Recorded data
----

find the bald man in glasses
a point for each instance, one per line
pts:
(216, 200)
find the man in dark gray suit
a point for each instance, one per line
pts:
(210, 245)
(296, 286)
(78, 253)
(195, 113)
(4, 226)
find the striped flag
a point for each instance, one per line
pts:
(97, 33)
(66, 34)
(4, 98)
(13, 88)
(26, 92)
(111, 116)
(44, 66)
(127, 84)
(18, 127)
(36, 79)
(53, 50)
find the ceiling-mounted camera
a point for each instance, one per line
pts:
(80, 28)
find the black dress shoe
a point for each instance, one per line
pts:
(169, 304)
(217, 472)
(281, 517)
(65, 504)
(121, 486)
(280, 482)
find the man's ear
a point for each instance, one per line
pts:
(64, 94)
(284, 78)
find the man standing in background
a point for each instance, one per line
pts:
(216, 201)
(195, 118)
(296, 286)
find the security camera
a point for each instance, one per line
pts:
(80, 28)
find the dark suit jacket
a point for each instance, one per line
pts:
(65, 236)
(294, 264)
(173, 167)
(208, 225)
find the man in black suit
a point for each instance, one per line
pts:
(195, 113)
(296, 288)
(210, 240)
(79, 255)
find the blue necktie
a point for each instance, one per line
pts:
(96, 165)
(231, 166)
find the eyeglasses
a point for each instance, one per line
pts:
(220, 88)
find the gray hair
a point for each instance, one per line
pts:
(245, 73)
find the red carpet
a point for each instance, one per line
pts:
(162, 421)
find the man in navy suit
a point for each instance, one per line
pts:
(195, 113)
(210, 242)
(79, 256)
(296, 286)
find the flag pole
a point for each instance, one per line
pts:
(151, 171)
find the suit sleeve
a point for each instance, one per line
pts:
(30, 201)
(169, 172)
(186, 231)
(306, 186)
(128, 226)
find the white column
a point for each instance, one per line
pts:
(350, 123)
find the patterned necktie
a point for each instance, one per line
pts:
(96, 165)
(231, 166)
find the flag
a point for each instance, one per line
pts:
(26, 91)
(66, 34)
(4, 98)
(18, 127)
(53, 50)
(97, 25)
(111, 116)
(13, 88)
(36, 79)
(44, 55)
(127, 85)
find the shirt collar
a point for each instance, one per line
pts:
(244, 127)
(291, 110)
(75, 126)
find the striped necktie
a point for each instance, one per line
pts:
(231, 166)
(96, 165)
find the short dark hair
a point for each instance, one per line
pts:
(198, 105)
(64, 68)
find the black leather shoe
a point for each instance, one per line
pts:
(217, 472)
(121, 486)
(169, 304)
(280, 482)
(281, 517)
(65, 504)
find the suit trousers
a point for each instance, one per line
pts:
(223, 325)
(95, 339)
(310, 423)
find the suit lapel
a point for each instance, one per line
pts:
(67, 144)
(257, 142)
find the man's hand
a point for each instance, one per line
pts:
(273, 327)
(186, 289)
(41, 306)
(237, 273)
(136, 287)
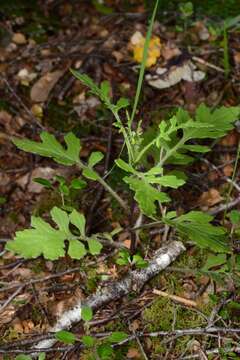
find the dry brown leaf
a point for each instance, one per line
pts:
(7, 315)
(170, 51)
(228, 170)
(42, 172)
(133, 353)
(19, 39)
(210, 198)
(42, 88)
(230, 140)
(134, 325)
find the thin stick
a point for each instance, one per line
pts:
(10, 299)
(134, 281)
(176, 298)
(208, 64)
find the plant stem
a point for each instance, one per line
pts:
(172, 151)
(108, 188)
(126, 138)
(144, 60)
(145, 149)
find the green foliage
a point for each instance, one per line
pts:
(66, 337)
(41, 356)
(86, 313)
(186, 9)
(50, 147)
(196, 226)
(124, 258)
(45, 240)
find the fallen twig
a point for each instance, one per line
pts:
(186, 302)
(134, 281)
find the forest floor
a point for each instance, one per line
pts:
(39, 43)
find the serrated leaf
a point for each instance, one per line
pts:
(95, 246)
(50, 147)
(41, 240)
(60, 217)
(88, 340)
(76, 249)
(221, 119)
(197, 227)
(44, 240)
(90, 174)
(86, 313)
(105, 88)
(125, 166)
(167, 180)
(95, 158)
(214, 260)
(122, 103)
(146, 195)
(180, 159)
(44, 182)
(42, 356)
(79, 221)
(105, 351)
(156, 170)
(234, 216)
(66, 337)
(197, 148)
(78, 184)
(117, 336)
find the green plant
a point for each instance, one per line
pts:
(124, 258)
(173, 144)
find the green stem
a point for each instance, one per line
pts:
(145, 149)
(172, 151)
(144, 60)
(108, 188)
(126, 138)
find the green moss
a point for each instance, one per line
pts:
(160, 316)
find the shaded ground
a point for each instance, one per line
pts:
(53, 37)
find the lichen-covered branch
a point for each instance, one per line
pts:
(134, 281)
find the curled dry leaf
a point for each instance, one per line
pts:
(165, 78)
(19, 39)
(41, 89)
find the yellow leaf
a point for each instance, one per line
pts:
(137, 45)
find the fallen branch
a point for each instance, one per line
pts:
(134, 281)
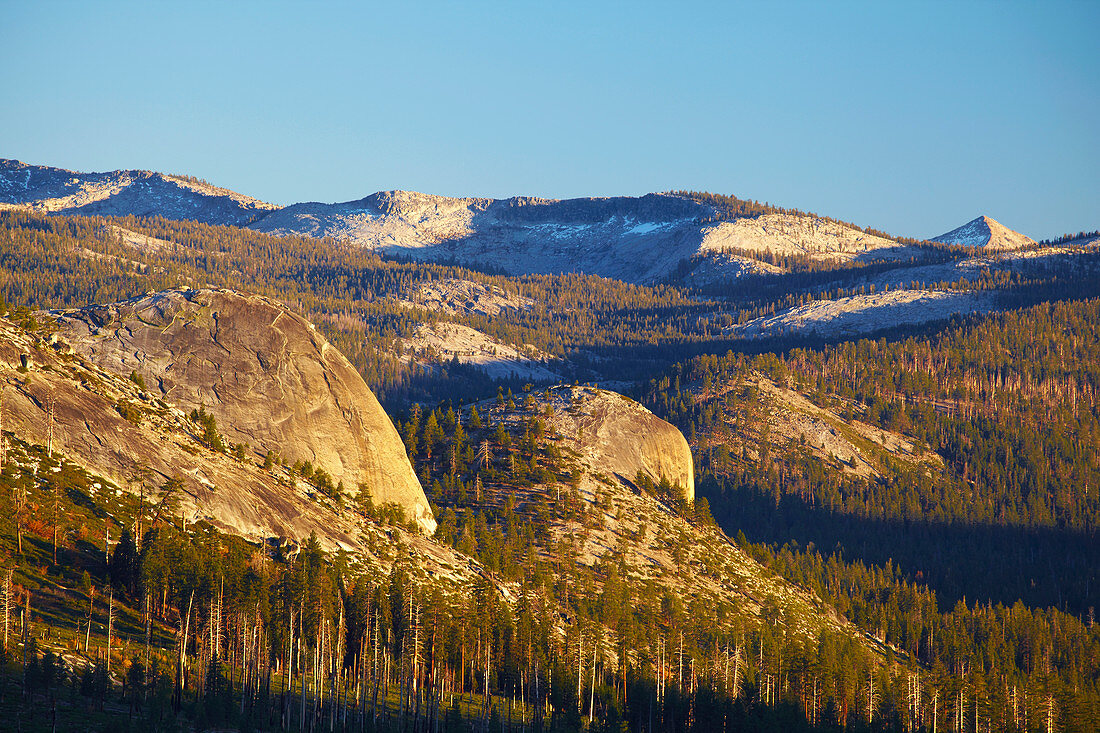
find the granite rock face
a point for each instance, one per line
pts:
(615, 435)
(268, 378)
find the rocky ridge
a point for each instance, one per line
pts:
(614, 436)
(986, 233)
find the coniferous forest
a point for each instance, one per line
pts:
(959, 572)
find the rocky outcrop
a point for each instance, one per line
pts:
(267, 376)
(617, 436)
(125, 193)
(987, 233)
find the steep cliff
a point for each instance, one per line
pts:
(616, 436)
(267, 376)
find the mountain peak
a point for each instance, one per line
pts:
(987, 233)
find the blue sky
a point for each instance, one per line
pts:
(910, 118)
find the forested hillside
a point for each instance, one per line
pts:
(986, 559)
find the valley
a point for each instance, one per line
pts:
(681, 461)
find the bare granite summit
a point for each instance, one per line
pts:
(268, 378)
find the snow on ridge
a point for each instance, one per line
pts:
(985, 232)
(865, 314)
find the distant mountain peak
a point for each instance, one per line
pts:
(987, 233)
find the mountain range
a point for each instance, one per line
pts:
(649, 239)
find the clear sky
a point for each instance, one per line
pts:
(910, 118)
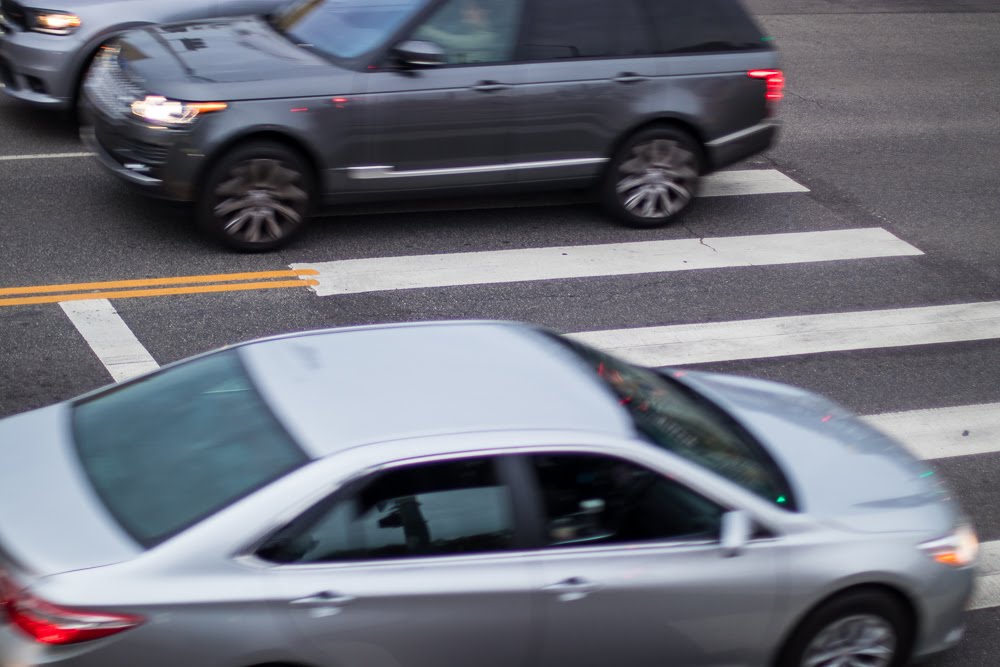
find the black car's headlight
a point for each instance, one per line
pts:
(51, 22)
(159, 110)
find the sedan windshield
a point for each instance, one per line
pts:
(677, 419)
(168, 451)
(344, 28)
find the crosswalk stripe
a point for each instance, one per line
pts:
(748, 182)
(802, 334)
(353, 276)
(944, 432)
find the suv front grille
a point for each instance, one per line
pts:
(14, 13)
(109, 88)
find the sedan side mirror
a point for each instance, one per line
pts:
(417, 53)
(736, 529)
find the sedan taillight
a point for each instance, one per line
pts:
(47, 623)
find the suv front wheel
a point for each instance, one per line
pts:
(256, 197)
(653, 177)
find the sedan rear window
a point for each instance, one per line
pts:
(170, 450)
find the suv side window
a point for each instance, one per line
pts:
(473, 31)
(566, 29)
(456, 507)
(596, 499)
(686, 26)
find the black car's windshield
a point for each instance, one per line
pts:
(170, 450)
(675, 418)
(344, 28)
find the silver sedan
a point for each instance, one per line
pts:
(455, 494)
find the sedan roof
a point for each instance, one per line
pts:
(342, 388)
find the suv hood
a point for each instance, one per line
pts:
(51, 520)
(840, 468)
(228, 59)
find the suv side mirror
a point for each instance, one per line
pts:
(416, 53)
(736, 529)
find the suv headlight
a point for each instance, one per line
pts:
(960, 549)
(159, 110)
(52, 22)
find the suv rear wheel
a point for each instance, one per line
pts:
(256, 197)
(653, 177)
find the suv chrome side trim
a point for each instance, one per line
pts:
(377, 172)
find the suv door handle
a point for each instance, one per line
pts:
(490, 86)
(629, 77)
(574, 588)
(323, 599)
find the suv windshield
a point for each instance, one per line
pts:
(679, 420)
(344, 28)
(165, 452)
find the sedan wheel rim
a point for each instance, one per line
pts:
(856, 641)
(261, 201)
(658, 179)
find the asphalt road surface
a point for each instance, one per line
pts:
(859, 258)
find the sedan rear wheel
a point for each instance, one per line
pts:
(257, 197)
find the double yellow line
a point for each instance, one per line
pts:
(124, 289)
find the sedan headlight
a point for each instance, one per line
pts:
(52, 22)
(959, 549)
(162, 111)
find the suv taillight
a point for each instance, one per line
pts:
(47, 623)
(774, 80)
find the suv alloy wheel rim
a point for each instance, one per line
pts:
(863, 640)
(260, 201)
(658, 180)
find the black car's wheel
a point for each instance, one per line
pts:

----

WHAT TO PRODUCE
With both ends included, please retype exactly the lines from the line containing "find the sedan rear window" to the final line of the data.

RESULT OF THIS EXERCISE
find the sedan rear window
a point for each instance, one per line
pts:
(170, 450)
find the suv side window
a point for each instance, one per line
pts:
(473, 31)
(566, 29)
(456, 507)
(596, 499)
(686, 26)
find the black car's windshield
a point for each instance, one per line
pts:
(170, 450)
(675, 418)
(344, 28)
find the silver sedan
a point for each instance, one per line
pts:
(455, 494)
find the sedan roof
a point for each instance, one per line
pts:
(342, 388)
find the suv hood
a point for each instance, one per line
pts:
(51, 520)
(840, 468)
(228, 59)
find the suv side mirror
a point for each instance, one per line
pts:
(416, 53)
(736, 529)
find the suv headlight
a point for each instance, one per line
pts:
(960, 549)
(159, 110)
(52, 22)
find the suv rear wheel
a point for each instance, one per line
pts:
(256, 197)
(653, 177)
find the suv chrome side trim
a point for each instance, one per line
pts:
(377, 172)
find the suv door handle
a point for each instance, one per line
pts:
(490, 86)
(629, 77)
(574, 588)
(323, 599)
find the suv windshield
a point for each instance, one per line
pts:
(679, 420)
(344, 28)
(165, 452)
find the sedan wheel rim
a point for each instance, one per line
pts:
(856, 641)
(261, 201)
(658, 179)
find the asphalt road surface
a point for each instance, one per line
pts:
(859, 258)
find the sedan rear wheel
a point for each instance, one per line
pts:
(257, 197)
find the double yellow line
a point for each instance, one per line
pts:
(124, 289)
find the sedan headlight
a point for each instance, one per line
pts:
(52, 22)
(959, 549)
(162, 111)
find the suv taillight
a point for each instance, one per line
pts:
(47, 623)
(774, 80)
find the suv alloy wheel rim
a point for each instance, one per line
pts:
(863, 640)
(260, 201)
(658, 180)
find the black car's wheel
a point for each instance, one per line
pts:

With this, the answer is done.